▶ LISTA DE ACTIVIDADES
- A) Reescriba de forma más breve el párrafo del texto sobre John Dewey que comienza con «Y es que muchas veces creemos», conservando sus ideas principales.
- B) Extraiga literalmente del texto sobre John Dewey el pasaje comprendido entre «Y es que muchas» y «un conocimiento útil.», ambos incluidos.

▶ TEXTO PRESENTADO
"No aprendemos de la experiencia, sino de reflexionar acerca de nuestra experiencia"
John Dewey (1859–1952), filósofo, psicólogo y pedagogo estadounidense, es ampliamente reconocido como uno de los padres de la educación. Sus ideas sobre el aprendizaje experiencial siguen teniendo una influencia enorme en la educación y la psicología contemporáneas. Pero quizás una de sus contribuciones más potentes esté sintetizada en esta frase tan sencilla como profunda: "No aprendemos de la experiencia, sino de reflexionar acerca de nuestra experiencia".
Y es que muchas veces creemos que basta con "haber vivido algo" para decir que aprendimos. Como si la experiencia por sí sola tuviera un poder transformador automático. Pero lo cierto es que muchas personas atraviesan una y otra vez las mismas situaciones dolorosas, incómodas o frustrantes… sin que haya un verdadero cambio en su forma de actuar, sentir o pensar. ¿Por qué? Porque vivir una experiencia no garantiza aprendizaje. Es la reflexión posterior —esa capacidad de mirar hacia atrás con honestidad, con humildad y con deseo de comprender— la que convierte un hecho vivido en un conocimiento útil.

[Registros extraídos de un conjunto de datos]
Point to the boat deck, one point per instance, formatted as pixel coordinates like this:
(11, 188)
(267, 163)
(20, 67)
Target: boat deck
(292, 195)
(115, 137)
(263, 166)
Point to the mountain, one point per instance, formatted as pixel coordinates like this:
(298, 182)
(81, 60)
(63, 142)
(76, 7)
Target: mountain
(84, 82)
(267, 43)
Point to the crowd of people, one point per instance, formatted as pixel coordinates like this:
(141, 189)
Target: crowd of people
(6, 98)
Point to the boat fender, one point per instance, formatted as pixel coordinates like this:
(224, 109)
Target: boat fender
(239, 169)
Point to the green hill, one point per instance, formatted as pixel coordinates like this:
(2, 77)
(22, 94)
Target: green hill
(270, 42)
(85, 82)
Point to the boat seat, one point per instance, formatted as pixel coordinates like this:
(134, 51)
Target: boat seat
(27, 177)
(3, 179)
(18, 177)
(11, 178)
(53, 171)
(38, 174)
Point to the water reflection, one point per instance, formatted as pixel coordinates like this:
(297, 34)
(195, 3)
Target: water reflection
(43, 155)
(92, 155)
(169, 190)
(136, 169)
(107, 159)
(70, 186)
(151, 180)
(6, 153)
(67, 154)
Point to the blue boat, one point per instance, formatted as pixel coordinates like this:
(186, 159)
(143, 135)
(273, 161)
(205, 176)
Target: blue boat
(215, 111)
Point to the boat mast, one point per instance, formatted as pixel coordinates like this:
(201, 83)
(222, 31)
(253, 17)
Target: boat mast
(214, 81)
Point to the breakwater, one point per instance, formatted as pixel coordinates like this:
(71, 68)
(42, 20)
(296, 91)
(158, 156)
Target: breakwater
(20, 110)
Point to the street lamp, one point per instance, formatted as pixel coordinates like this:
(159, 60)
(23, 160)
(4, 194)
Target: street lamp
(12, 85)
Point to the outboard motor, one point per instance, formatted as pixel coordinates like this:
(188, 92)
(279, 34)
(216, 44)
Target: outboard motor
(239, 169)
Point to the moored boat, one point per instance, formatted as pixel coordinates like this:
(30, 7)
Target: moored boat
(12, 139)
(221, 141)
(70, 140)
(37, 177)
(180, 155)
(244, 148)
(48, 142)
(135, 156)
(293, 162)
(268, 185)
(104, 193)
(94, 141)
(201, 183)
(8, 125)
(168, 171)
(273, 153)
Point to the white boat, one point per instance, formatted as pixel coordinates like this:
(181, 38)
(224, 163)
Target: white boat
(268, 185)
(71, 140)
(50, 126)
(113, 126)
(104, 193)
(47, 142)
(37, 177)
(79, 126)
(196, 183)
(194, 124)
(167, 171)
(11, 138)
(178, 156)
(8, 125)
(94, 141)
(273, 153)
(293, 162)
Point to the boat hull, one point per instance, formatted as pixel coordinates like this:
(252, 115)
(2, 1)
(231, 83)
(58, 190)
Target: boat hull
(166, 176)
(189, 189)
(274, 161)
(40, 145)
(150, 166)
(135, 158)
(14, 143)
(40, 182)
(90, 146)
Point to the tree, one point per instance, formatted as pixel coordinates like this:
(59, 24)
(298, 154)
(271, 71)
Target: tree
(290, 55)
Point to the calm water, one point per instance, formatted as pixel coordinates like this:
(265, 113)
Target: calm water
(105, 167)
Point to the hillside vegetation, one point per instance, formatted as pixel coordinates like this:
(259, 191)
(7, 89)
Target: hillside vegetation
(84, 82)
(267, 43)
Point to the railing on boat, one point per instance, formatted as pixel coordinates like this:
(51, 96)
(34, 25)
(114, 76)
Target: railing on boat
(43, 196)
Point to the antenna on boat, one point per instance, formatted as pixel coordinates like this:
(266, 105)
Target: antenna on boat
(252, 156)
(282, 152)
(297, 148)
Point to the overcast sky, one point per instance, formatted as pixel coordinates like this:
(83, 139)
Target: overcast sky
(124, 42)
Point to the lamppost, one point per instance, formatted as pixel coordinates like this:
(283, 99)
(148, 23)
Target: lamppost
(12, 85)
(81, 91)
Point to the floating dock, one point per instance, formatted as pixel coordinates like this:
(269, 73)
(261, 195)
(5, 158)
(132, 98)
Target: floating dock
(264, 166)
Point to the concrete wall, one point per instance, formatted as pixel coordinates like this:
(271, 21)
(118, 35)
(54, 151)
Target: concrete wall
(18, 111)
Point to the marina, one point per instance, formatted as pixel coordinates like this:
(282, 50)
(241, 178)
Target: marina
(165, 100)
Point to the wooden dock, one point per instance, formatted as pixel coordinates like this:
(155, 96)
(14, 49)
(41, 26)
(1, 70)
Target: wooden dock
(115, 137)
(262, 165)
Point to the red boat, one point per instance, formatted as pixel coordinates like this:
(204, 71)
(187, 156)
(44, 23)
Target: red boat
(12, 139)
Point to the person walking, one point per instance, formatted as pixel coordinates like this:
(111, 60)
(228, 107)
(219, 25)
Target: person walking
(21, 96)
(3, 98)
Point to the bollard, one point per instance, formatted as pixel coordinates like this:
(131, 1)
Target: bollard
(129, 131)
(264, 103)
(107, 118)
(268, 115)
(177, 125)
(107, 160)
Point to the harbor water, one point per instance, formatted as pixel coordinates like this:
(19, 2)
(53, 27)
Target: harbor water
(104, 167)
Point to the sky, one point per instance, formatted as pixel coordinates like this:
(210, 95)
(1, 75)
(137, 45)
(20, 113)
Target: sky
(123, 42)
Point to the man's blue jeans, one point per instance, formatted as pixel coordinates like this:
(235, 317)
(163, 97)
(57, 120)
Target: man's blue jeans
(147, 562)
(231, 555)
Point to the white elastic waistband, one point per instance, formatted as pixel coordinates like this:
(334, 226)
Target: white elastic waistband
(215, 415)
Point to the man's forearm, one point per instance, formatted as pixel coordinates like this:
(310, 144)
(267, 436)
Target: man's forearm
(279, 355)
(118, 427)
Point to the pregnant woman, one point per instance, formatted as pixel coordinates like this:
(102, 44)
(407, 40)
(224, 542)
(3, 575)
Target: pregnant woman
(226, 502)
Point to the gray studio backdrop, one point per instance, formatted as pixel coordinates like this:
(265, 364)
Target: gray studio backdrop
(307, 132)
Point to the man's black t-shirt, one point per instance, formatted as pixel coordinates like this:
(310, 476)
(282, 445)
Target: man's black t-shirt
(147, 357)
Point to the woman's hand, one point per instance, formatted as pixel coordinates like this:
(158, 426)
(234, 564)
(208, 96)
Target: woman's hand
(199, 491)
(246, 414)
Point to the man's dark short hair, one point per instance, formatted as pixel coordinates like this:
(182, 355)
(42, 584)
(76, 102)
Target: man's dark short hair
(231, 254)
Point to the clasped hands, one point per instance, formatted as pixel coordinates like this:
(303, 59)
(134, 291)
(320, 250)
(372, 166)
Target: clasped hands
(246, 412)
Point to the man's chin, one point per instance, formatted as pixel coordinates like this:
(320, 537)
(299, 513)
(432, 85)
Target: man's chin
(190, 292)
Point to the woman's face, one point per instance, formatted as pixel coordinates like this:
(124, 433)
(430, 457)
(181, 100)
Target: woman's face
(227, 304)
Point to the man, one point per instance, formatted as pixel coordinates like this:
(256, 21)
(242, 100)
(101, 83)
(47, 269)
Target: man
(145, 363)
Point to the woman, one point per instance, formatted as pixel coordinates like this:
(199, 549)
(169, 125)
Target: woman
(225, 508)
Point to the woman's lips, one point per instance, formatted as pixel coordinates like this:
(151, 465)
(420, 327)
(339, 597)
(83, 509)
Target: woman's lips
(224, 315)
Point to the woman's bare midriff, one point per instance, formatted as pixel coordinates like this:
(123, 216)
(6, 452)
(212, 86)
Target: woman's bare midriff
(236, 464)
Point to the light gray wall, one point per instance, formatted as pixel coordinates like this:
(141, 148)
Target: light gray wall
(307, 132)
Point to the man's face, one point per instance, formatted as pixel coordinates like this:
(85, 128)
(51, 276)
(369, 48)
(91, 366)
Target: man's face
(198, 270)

▶ RESPUESTAS NUMERADAS
- A) Solemos creer que haber vivido algo basta para aprender, como si la experiencia transformara por sí sola. Sin embargo, muchas personas repiten situaciones dolorosas, incómodas o frustrantes sin cambiar su forma de actuar, sentir o pensar. Esto ocurre porque vivir una experiencia no garantiza aprendizaje. Lo que convierte lo vivido en conocimiento útil es la reflexión posterior, hecha con honestidad, humildad y deseo de comprender.

- B)
Y es que muchas veces creemos que basta con "haber vivido algo" para decir que aprendimos. Como si la experiencia por sí sola tuviera un poder transformador automático. Pero lo cierto es que muchas personas atraviesan una y otra vez las mismas situaciones dolorosas, incómodas o frustrantes… sin que haya un verdadero cambio en su forma de actuar, sentir o pensar. ¿Por qué? Porque vivir una experiencia no garantiza aprendizaje. Es la reflexión posterior —esa capacidad de mirar hacia atrás con honestidad, con humildad y con deseo de comprender— la que convierte un hecho vivido en un conocimiento útil.